** start **

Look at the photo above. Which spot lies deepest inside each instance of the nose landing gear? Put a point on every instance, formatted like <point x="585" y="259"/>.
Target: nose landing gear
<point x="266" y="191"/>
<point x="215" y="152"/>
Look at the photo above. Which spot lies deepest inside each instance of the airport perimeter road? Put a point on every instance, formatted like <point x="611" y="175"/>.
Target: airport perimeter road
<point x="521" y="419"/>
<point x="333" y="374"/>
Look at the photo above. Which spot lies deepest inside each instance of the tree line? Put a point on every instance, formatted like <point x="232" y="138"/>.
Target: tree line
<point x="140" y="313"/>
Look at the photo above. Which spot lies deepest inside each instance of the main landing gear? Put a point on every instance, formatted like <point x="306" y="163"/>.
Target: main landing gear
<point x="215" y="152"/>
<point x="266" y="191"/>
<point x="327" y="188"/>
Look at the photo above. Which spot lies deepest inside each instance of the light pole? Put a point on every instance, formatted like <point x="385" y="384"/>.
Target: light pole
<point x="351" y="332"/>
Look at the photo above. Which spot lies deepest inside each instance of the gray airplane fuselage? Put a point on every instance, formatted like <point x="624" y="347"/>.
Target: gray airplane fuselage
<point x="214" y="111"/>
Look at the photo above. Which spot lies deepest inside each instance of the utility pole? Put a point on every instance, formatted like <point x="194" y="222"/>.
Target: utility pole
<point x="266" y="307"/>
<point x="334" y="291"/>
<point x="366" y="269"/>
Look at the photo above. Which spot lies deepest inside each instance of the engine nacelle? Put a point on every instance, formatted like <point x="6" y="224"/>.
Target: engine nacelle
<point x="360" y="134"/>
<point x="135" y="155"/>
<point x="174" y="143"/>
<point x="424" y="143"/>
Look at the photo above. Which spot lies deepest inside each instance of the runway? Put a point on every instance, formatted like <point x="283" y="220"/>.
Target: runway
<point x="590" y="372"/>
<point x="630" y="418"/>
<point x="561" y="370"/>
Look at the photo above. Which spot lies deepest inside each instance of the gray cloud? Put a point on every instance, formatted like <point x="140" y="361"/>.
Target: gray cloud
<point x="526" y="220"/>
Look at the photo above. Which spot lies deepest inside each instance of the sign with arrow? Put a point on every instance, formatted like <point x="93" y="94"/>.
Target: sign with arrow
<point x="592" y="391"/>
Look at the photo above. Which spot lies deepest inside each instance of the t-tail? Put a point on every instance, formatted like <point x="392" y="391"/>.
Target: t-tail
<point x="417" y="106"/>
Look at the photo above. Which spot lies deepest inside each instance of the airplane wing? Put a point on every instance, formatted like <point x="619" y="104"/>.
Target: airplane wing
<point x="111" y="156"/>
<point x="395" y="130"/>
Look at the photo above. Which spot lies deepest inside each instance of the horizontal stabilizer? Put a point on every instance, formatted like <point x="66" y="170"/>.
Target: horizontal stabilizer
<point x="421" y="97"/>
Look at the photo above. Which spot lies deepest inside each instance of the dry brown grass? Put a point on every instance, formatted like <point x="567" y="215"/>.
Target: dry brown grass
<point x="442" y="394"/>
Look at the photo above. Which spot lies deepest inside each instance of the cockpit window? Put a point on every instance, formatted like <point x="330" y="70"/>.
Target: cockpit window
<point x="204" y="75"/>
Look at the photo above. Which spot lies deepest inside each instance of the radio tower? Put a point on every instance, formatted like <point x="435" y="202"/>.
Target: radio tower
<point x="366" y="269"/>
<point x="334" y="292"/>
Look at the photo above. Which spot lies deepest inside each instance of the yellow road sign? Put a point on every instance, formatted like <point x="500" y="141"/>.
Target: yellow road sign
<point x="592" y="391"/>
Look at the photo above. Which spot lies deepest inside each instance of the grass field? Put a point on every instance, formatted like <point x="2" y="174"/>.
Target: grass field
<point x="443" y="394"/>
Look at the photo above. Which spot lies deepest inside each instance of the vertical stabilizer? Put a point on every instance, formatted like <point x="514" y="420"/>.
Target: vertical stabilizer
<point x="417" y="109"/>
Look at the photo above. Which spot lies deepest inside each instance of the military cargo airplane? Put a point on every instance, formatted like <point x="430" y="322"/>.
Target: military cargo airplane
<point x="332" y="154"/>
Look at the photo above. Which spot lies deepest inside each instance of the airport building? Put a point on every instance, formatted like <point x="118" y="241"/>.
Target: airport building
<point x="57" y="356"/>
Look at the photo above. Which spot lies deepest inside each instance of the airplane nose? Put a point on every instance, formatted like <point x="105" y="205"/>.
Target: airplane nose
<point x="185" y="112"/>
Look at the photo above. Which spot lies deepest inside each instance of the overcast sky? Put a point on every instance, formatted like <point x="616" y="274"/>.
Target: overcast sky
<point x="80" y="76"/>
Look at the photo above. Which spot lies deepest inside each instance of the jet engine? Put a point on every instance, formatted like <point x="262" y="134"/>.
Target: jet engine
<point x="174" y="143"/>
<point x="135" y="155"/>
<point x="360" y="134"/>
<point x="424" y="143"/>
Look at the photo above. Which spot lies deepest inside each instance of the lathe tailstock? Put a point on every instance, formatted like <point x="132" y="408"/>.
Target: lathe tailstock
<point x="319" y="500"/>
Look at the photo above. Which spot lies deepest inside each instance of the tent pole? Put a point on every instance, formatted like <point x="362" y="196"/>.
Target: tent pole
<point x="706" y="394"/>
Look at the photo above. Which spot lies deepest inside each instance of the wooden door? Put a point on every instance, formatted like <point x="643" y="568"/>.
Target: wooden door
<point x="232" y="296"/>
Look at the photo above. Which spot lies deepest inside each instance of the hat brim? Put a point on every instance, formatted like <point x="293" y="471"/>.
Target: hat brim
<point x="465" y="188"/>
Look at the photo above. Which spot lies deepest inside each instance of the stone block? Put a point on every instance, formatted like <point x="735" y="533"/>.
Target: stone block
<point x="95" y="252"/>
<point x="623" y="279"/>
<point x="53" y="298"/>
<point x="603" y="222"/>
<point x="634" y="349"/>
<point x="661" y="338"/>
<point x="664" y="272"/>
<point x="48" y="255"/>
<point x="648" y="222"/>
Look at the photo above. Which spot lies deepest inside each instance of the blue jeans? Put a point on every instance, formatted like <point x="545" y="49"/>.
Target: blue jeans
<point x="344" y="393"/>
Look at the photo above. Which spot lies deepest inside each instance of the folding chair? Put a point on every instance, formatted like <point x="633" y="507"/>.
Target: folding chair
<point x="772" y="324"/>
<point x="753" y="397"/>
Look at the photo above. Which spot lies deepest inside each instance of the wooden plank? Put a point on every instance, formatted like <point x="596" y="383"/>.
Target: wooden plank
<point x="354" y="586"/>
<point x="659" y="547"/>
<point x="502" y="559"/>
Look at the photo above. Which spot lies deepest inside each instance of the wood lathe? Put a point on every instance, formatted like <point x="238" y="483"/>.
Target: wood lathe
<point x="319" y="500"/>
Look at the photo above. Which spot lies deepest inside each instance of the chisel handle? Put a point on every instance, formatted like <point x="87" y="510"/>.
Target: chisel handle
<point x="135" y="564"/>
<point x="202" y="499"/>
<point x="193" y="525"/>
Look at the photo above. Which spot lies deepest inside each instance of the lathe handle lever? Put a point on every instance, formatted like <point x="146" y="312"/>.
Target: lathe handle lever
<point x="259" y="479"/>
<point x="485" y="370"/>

** end **

Problem description: Write out again, unchanged, every line from the line containing "the wooden door?" to the final line of the material above.

Expected output:
Look at the photo above. Which spot lies deepest inside each instance of the wooden door? Put a point on every instance, formatted like <point x="643" y="568"/>.
Target: wooden door
<point x="232" y="296"/>
Look at the photo above. Which spot lies deepest inside each instance of the hat brim? Put a point on every instance, formatted like <point x="293" y="471"/>.
Target: hat brim
<point x="465" y="188"/>
Look at the photo above. Which spot lies deepest inside each instance of the stone block? Put a point on every instance, formatted like <point x="735" y="533"/>.
Target: stone block
<point x="95" y="252"/>
<point x="623" y="279"/>
<point x="53" y="298"/>
<point x="603" y="222"/>
<point x="634" y="349"/>
<point x="661" y="338"/>
<point x="664" y="272"/>
<point x="48" y="255"/>
<point x="648" y="222"/>
Look at the photo above. Which spot lies deepest inside each instance of the blue jeans? Put a point on every instance, formatted like <point x="545" y="49"/>.
Target: blue jeans
<point x="344" y="393"/>
Look at the photo above. Which spot lies deepest inside each instance of the folding chair? Put a point on every instance, formatted like <point x="633" y="507"/>.
Target: folding chair
<point x="772" y="324"/>
<point x="753" y="397"/>
Look at the photo above. Which spot lies deepest inside each instance of the wooden plank? Put a point on every instance, formatted like <point x="596" y="383"/>.
Target: wooden plank
<point x="354" y="586"/>
<point x="659" y="547"/>
<point x="502" y="559"/>
Look at the photo above. Which spot lies deepest inside each instance of the wood lathe? Put a point on every instance, formatted like <point x="238" y="483"/>.
Target: wood lathe
<point x="319" y="500"/>
Look at the photo above. Which spot lies deepest inside each instance of the chisel handle? Put a point on every instance, formatted like <point x="87" y="510"/>.
Target: chisel handle
<point x="135" y="564"/>
<point x="202" y="499"/>
<point x="193" y="525"/>
Look at the photo above. Which spot lies deepest inside each instance of the lathe handle lever? Put a point on every instance, formatted like <point x="146" y="312"/>.
Target: lathe handle lever
<point x="259" y="479"/>
<point x="485" y="370"/>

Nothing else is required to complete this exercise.